SUPPLIED TEXT Start Marker
- Mark Consuelos as Mateo Santos
- Portrayed by: Tito Ortiz (1994) Mark Consuelos (1995–2002, 2010) Kurt Caceres (2002)
- Duration: 1994–2002; 2010;
- First appearance: March 8, 1994
- Last appearance: January 5, 2010
- Created by: Megan McTavish
- Introduced by: Felicia Minei Behr

= Mateo Santos =

Mateo Santos is a fictional character from the soap opera All My Children. He was first portrayed by Tito Ortiz in a guest appearance in 1994 but is best known as being portrayed by Mark Consuelos from 1995–2002. Consuelos temporarily returned as Mateo for All My Children's 40th anniversary on January 4–5, 2010.

==Storylines ==
From San Antonio, Texas, Mateo comes to Pine Valley in 1994 with his family.
One night, Mateo stumbles upon a distraught Hayley Vaughan on the beach still in her wedding gown. Mateo and Hayley get to know each other and simply talk all night. The two remain friends even after Hayley decides to go through with a second ceremony to Alec MacIntyre.

Once Alec is sent to jail for trying to kill Hayley's mother, the two become engaged and move in together. Mateo and Hayley buy Hal's Bar together and rename it Holidays.

Mateo's old buddy from Texas, Tanner Jordan, soon shows up. Mateo gives Tanner a job at Holiday's as a waiter; schemer Tanner repays him by sabotaging Mateo and Hayley's relationship. Tanner's tricks to this end even include hiring someone to pretend to be Hayley's deceased stepfather.

Tanner gets Hayley to fly with him in a private plane to Texas under the pretense of "visiting" Mateo. Tanner claims the plane was in distress and feigns an emergency landing. He then drugs Hayley and rapes her. When a groggy Hayley protests, he claims it is consensual sex.
SUPPLIED TEXT End Marker
YOUR ASSIGNMENT - Print the passage of the Mateo Santos profile starting with "One night, Mateo" and going on through "Hayley's deceased stepfather.". The lines that come next are unrelated material and have nothing to do with the Mateo Santos profile.
INPUT DATA Start Marker
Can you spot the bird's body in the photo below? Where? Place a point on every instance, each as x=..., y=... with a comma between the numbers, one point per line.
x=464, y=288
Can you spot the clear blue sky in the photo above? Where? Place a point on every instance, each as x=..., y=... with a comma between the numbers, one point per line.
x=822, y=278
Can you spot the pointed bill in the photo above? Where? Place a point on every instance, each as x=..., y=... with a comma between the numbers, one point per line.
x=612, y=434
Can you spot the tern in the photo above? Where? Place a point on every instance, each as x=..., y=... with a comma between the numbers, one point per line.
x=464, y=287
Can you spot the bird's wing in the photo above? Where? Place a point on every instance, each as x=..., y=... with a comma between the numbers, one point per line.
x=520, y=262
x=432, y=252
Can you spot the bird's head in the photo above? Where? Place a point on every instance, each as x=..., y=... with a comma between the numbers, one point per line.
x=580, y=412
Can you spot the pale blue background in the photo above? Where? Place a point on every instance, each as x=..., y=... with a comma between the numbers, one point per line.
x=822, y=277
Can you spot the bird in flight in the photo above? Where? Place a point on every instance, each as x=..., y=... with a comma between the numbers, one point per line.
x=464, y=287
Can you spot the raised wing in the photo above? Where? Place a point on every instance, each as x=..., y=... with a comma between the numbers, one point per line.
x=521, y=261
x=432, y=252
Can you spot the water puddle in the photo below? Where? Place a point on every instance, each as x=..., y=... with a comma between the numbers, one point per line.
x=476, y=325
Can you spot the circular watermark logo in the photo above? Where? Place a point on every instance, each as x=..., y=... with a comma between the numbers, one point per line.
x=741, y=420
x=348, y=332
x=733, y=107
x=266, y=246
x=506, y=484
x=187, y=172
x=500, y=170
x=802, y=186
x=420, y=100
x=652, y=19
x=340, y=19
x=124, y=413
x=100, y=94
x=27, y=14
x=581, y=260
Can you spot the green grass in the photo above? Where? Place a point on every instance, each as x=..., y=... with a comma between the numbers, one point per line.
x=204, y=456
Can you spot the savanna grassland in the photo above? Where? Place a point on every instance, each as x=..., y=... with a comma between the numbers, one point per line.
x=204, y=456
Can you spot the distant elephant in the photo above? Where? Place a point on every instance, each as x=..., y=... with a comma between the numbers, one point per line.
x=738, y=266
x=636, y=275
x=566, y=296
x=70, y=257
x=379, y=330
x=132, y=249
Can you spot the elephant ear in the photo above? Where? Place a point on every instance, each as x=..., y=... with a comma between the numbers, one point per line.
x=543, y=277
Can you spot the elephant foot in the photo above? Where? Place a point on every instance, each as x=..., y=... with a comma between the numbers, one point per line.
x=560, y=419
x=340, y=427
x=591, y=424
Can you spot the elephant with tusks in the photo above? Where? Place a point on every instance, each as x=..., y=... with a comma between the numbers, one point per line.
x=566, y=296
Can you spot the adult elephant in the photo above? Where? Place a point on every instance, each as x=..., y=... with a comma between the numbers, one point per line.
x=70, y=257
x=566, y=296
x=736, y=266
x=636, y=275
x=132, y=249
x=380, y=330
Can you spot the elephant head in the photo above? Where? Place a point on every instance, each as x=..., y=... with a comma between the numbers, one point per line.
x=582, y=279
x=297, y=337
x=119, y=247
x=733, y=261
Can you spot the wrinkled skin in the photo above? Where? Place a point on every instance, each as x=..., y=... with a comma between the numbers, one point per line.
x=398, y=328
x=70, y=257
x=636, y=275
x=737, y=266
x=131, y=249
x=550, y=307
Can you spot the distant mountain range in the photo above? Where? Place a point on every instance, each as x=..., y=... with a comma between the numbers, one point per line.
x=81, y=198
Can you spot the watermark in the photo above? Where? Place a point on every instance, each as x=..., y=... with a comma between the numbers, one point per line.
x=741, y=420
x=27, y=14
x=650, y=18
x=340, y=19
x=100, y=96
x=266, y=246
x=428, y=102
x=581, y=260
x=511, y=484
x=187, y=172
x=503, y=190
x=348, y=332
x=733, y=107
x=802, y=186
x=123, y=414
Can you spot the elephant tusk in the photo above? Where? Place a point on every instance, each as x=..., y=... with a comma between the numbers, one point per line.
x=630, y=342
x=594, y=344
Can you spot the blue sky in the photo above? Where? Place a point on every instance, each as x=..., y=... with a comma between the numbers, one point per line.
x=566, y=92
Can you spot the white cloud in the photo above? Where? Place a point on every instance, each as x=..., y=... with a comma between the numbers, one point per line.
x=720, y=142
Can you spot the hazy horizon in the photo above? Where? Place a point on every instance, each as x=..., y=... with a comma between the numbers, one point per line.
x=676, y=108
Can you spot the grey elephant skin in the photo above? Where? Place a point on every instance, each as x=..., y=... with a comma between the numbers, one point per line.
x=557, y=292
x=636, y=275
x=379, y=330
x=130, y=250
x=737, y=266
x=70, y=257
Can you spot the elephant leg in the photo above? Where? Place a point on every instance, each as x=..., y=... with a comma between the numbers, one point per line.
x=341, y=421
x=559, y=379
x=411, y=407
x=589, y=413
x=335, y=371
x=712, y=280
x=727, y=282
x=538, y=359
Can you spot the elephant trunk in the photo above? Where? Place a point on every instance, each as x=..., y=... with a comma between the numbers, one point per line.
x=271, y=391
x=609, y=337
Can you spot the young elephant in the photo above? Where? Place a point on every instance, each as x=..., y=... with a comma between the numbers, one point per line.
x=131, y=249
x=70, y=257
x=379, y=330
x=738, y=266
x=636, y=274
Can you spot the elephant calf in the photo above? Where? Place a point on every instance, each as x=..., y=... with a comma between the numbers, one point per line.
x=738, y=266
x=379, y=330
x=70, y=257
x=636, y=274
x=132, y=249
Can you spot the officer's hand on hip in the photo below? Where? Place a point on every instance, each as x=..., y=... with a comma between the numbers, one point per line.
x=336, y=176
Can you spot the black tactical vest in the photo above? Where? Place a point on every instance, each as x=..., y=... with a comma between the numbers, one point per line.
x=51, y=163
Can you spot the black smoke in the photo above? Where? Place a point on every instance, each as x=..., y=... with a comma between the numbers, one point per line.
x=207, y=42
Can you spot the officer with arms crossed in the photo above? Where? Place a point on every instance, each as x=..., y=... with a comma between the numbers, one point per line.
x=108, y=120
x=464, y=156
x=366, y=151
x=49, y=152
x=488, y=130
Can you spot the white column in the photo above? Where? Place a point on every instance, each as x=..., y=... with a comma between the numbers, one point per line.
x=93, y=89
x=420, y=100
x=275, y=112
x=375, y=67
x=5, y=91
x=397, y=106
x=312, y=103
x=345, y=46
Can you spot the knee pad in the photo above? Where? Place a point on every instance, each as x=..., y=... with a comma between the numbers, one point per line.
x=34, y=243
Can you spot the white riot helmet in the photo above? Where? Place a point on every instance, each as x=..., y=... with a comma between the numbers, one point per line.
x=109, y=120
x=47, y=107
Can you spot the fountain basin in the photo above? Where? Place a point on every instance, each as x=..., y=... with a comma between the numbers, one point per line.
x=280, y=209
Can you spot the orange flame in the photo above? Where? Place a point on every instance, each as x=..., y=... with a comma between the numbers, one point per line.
INPUT DATA End Marker
ANSWER SPACE -
One night, Mateo stumbles upon a distraught Hayley Vaughan on the beach still in her wedding gown. Mateo and Hayley get to know each other and simply talk all night. The two remain friends even after Hayley decides to go through with a second ceremony to Alec MacIntyre.

Once Alec is sent to jail for trying to kill Hayley's mother, the two become engaged and move in together. Mateo and Hayley buy Hal's Bar together and rename it Holidays.

Mateo's old buddy from Texas, Tanner Jordan, soon shows up. Mateo gives Tanner a job at Holiday's as a waiter; schemer Tanner repays him by sabotaging Mateo and Hayley's relationship. Tanner's tricks to this end even include hiring someone to pretend to be Hayley's deceased stepfather.